- _DIRECTIONS FOR THIS TASK_: In the material below, put the part that opens with the line containing "Show every blue pillow" and closes with the line containing "left=587, top=113, right=640, bottom=153" into a JSON list of strings, with both of those lines included, one string per line, and blank lines left out.

- _INFORMATION SUPPLIED_:
□ □ □

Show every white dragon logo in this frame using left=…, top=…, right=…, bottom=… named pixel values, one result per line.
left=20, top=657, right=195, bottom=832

□ □ □

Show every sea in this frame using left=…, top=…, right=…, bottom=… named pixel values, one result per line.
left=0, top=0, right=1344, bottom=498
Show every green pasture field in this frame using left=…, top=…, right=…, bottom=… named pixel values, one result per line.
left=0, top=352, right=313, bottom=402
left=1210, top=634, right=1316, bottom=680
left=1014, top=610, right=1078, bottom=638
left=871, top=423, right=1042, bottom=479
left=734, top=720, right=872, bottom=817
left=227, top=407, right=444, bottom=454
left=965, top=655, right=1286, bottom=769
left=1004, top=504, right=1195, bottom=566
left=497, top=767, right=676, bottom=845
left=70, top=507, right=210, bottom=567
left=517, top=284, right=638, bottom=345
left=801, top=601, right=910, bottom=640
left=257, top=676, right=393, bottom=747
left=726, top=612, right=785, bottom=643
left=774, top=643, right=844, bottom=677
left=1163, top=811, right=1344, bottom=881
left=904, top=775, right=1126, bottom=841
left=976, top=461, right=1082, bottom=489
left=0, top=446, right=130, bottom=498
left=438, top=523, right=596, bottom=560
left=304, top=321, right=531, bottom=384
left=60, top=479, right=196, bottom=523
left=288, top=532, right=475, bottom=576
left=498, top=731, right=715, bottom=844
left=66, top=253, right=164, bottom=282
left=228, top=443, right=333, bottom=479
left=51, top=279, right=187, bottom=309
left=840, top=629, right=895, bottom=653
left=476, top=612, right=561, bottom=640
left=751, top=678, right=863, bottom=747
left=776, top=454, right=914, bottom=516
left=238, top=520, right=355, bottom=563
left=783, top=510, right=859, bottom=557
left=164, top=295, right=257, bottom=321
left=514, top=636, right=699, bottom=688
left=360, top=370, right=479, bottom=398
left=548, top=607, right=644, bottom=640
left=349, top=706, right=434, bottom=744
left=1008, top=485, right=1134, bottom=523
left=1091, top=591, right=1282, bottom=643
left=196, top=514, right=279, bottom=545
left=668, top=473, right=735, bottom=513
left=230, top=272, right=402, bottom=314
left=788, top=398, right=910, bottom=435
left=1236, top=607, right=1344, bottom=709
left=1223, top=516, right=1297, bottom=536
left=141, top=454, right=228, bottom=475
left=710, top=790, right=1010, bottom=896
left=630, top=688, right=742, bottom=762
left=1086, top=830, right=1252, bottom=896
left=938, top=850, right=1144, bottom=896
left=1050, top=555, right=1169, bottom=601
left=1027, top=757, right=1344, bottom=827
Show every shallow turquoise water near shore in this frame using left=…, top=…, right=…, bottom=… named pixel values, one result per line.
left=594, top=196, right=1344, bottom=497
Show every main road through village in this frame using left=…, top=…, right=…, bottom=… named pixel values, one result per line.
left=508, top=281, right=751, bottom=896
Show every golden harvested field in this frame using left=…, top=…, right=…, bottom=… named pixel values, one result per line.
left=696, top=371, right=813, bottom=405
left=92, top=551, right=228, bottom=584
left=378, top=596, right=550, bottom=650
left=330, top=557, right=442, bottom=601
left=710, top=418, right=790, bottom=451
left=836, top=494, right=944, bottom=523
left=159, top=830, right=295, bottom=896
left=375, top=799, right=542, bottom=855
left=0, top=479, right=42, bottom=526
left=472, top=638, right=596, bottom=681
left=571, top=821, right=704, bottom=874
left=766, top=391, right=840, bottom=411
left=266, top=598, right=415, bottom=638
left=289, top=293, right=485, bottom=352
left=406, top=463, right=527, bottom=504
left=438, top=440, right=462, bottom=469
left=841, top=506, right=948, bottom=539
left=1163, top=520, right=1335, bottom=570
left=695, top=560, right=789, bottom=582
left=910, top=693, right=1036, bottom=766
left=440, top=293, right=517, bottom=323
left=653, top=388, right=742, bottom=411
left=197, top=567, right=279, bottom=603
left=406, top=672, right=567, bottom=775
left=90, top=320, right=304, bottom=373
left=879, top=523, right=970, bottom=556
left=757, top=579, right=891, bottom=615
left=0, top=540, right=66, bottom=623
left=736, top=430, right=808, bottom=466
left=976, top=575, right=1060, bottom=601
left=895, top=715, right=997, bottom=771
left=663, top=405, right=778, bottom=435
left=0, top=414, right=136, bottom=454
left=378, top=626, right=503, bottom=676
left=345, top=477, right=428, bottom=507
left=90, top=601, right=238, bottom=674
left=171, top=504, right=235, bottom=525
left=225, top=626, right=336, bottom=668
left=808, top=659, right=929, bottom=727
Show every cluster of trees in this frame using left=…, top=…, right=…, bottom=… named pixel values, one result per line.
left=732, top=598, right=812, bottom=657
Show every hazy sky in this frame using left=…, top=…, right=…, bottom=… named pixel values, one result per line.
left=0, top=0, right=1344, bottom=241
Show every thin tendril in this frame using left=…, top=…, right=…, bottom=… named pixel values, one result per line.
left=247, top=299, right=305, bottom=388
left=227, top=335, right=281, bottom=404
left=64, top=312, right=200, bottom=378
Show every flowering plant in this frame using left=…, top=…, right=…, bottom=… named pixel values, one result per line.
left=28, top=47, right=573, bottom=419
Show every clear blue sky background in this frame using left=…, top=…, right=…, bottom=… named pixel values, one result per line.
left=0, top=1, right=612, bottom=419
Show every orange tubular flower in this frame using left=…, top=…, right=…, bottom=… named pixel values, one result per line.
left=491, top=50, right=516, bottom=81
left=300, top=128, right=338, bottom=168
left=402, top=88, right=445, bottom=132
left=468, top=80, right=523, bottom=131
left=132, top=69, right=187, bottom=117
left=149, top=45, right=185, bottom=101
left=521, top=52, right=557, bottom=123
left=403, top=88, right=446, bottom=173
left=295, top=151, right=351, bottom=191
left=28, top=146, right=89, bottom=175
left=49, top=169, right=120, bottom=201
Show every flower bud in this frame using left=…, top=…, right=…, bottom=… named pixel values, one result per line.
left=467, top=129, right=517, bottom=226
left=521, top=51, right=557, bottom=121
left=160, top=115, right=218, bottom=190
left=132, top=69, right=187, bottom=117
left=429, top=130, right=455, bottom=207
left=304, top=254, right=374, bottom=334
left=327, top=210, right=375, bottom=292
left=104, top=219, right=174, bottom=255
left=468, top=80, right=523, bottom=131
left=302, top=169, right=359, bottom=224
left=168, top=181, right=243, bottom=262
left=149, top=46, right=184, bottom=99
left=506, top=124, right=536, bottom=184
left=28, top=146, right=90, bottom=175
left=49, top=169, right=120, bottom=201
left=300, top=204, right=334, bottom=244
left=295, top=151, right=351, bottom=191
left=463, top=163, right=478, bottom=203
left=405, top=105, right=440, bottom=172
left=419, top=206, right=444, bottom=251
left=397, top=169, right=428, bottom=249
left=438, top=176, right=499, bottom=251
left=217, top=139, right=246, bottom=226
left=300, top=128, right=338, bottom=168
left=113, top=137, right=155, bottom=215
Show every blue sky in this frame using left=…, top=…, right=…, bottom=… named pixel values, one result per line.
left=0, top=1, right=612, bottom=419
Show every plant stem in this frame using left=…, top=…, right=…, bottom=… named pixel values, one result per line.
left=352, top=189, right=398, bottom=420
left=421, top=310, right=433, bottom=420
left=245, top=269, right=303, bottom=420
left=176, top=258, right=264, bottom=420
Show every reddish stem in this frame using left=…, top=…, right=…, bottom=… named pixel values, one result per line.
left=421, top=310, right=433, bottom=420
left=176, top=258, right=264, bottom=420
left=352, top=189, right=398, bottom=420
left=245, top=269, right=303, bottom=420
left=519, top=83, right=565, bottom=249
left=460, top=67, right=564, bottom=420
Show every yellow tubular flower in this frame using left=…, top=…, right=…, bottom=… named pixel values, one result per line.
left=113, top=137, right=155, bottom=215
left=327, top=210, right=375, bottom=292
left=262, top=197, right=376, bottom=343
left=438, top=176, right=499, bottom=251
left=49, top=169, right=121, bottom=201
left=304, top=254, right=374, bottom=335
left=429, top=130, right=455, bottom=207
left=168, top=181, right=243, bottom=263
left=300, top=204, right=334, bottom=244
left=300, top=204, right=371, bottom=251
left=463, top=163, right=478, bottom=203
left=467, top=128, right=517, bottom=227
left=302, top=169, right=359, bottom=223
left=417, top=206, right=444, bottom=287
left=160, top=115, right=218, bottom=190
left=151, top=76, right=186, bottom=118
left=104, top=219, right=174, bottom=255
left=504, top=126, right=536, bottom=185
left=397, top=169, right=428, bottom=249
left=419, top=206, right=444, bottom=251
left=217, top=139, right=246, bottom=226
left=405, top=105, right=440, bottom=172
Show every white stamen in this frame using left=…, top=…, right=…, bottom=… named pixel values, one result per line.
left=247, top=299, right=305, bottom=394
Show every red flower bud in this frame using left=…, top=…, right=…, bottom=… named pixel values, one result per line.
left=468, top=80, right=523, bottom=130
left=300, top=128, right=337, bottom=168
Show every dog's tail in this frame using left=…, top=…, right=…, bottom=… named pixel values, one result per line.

□ □ □

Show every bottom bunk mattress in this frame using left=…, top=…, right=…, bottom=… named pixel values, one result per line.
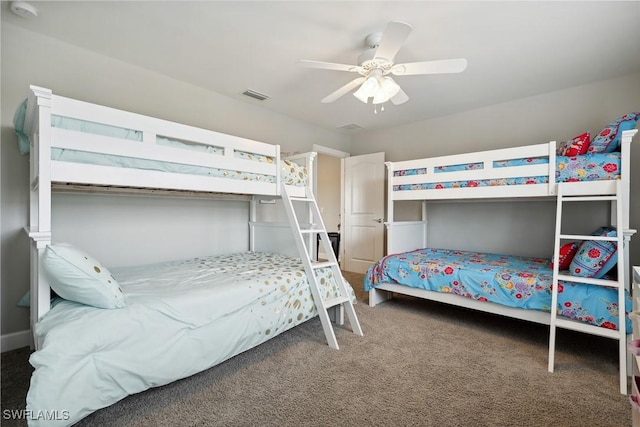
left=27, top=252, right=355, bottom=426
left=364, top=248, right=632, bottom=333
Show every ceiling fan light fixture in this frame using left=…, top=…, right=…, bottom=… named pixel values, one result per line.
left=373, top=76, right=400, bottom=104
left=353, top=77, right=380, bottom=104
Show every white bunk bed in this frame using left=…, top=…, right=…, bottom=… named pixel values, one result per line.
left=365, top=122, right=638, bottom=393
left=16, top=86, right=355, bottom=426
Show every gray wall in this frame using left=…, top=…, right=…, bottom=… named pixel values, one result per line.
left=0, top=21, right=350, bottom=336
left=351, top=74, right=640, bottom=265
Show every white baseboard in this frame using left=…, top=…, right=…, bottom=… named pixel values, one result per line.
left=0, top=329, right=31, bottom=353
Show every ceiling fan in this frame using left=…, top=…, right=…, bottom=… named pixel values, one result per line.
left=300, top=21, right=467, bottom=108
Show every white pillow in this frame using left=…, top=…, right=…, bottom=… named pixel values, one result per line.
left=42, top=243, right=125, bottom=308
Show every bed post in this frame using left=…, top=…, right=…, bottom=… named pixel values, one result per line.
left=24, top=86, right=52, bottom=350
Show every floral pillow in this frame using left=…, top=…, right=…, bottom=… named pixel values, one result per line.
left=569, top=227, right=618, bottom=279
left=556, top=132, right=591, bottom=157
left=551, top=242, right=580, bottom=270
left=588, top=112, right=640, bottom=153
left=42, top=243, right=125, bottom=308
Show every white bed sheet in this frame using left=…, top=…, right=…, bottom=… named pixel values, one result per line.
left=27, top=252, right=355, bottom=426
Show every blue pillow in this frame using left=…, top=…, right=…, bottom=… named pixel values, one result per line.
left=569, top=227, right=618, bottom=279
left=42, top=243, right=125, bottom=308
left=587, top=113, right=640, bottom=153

□ □ □

- _EXPECTED ANSWER_:
[
  "Show every blue pillow in this frame using left=…, top=…, right=…, bottom=… named pixel values, one result per line.",
  "left=569, top=227, right=618, bottom=279",
  "left=42, top=243, right=125, bottom=308",
  "left=587, top=113, right=640, bottom=153"
]